» Task to complete: Recast everything from the start of the entries down through the line containing "fill-rule evenodd", both ends included, as a Markdown table with the columns Row and Text. Number the rows, skip blank lines, and leave the pictures out.

◇ ◇ ◇ ◇ ◇

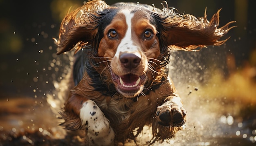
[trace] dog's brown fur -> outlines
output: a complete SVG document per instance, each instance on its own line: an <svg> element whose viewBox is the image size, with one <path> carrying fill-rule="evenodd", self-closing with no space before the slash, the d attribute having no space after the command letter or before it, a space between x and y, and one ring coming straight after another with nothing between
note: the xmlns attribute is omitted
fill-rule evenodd
<svg viewBox="0 0 256 146"><path fill-rule="evenodd" d="M128 5L131 8L136 5ZM61 125L66 128L85 129L79 115L83 104L88 100L94 101L110 121L116 142L124 143L127 139L135 140L146 125L152 127L153 137L151 142L168 139L185 122L186 111L182 107L182 102L171 80L168 77L166 65L170 61L170 50L193 51L198 47L221 45L227 39L220 40L220 38L233 27L228 27L234 22L218 28L220 10L209 22L206 15L204 18L196 18L191 15L175 13L173 9L168 8L161 11L156 8L137 7L137 13L142 14L135 12L137 18L134 21L138 22L135 25L137 27L134 29L137 31L133 33L134 37L139 38L136 40L138 41L136 45L142 49L141 52L138 53L141 54L141 60L148 62L146 64L141 63L137 68L130 71L146 77L142 91L131 97L117 91L114 87L118 87L111 77L111 71L119 75L128 71L119 63L119 58L114 57L121 37L113 40L107 37L108 27L117 28L120 36L125 33L126 26L122 24L124 23L121 21L122 16L117 14L117 16L113 16L114 19L108 25L103 24L110 15L110 12L122 7L110 7L104 2L94 0L87 2L64 18L56 42L58 47L57 54L73 48L76 48L76 52L82 48L84 50L90 49L87 54L89 58L87 65L100 75L97 80L106 88L104 91L97 90L99 83L95 83L95 79L92 78L91 73L93 73L90 69L85 71L81 81L70 91L64 111L61 113L65 122ZM144 17L145 11L154 19L156 24L151 24L150 20ZM147 41L139 38L140 34L143 33L140 30L145 30L145 28L153 30L153 38ZM150 49L147 49L149 48ZM144 71L144 67L147 68L148 71ZM110 71L110 68L112 71ZM163 122L159 115L166 111L174 111L171 117L173 118L175 112L182 115L183 121L181 124L173 124L173 118L168 123Z"/></svg>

◇ ◇ ◇ ◇ ◇

» Final result:
| Row | Text |
|---|---|
| 1 | [trace] dog's brown fur -> outlines |
| 2 | output: a complete SVG document per instance, each instance on its own line: an <svg> element whose viewBox is the image size, with one <path> carrying fill-rule="evenodd", self-closing with no space before the slash, the d attribute having no space after the command letter or before it, a space between x and y, and one ring coming straight after another with nothing between |
| 3 | note: the xmlns attribute is omitted |
| 4 | fill-rule evenodd |